Sedangkan ilmu-ilmu yang lainnya hanyalah pelengkap saja seperti ilmu-ilmu umum
sampai mendapat gelar professor hanyalah untuk ilmu pelengkap demi kemaslahatan
anak kelak.
Sebagai orang tua yang ingin benar-benar mendidik anaknya
agar menjadi manusia dan muslimin yang berada dalam garis ajaran islam bisa
menerapkan ajaran-ajaran Luqman dalam al-Qur’an yang insyaAllah anak yang kita
didik tidak akan keluar dari koridor islam. Dikatakan demikian karena
ajaran-ajaran Luqman yang ditawarkan ini merupakan bersumber dari sumber asli
yakni al-Qur’an.

Catatan yang Disediakan |

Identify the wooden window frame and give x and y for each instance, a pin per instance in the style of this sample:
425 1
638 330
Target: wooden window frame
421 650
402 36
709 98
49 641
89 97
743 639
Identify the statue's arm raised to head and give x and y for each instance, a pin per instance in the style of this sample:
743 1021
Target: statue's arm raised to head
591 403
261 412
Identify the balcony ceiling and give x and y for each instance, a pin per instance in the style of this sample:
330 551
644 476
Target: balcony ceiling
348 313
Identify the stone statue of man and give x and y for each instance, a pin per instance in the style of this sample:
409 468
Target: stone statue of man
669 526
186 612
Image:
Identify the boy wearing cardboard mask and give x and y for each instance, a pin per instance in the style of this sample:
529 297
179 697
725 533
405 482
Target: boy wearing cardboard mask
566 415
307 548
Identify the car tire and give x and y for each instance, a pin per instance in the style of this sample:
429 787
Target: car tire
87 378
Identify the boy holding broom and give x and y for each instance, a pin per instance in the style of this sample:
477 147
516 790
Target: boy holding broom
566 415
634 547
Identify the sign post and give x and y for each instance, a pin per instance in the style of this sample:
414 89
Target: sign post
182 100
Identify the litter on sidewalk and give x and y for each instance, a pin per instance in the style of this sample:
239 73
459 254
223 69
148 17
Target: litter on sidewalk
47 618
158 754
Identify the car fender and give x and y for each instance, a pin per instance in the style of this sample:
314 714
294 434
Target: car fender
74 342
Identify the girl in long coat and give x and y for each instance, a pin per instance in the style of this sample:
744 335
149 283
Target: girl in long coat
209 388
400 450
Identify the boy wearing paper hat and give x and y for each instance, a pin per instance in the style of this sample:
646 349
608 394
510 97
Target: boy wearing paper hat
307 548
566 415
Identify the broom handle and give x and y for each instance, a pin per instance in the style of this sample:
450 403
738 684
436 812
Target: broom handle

Yang Perlu Dikerjakan |
• a. Tuliskan setiap kata ulang dalam kutipan tentang ajaran Luqman. Sebutkan masing-masing sekali saja.
• b. Teruskan kutipan tentang ajaran Luqman dalam mendidik anak, mulai sesudah kalimat terakhirnya.

Jawaban Tiap Tugas |
• a. ilmu-ilmu, benar-benar, ajaran-ajaran

• b.
Pertama, perintah untuk mensyukuri ni’mat dalam surah Luqman
ayat 12 yang bunyi ayatnya adalah:
وَلَقَدْ آتَيْنَا لُقْمَانَ الْحِكْمَةَ أَنِ اشْكُرْ
لِلَّهِ وَمَنْ يَشْكُرْ فَإِنَّمَا يَشْكُرُ لِنَفْسِهِ وَمَنْ كَفَرَ فَإِنَّ اللَّهَ
غَنِيٌّ حَمِيدٌ (١٢)
Artinya: “Dan Sesungguhnya telah Kami berikan hikmat
kepada Luqman, Yaitu: "Bersyukurlah kepada Allah. Dan Barangsiapa yang
bersyukur (kepada Allah), Maka Sesungguhnya ia bersyukur untuk dirinya sendiri;
dan Barangsiapa yang tidak bersyukur, Maka Sesungguhnya Allah Maha Kaya lagi
Maha Terpuji".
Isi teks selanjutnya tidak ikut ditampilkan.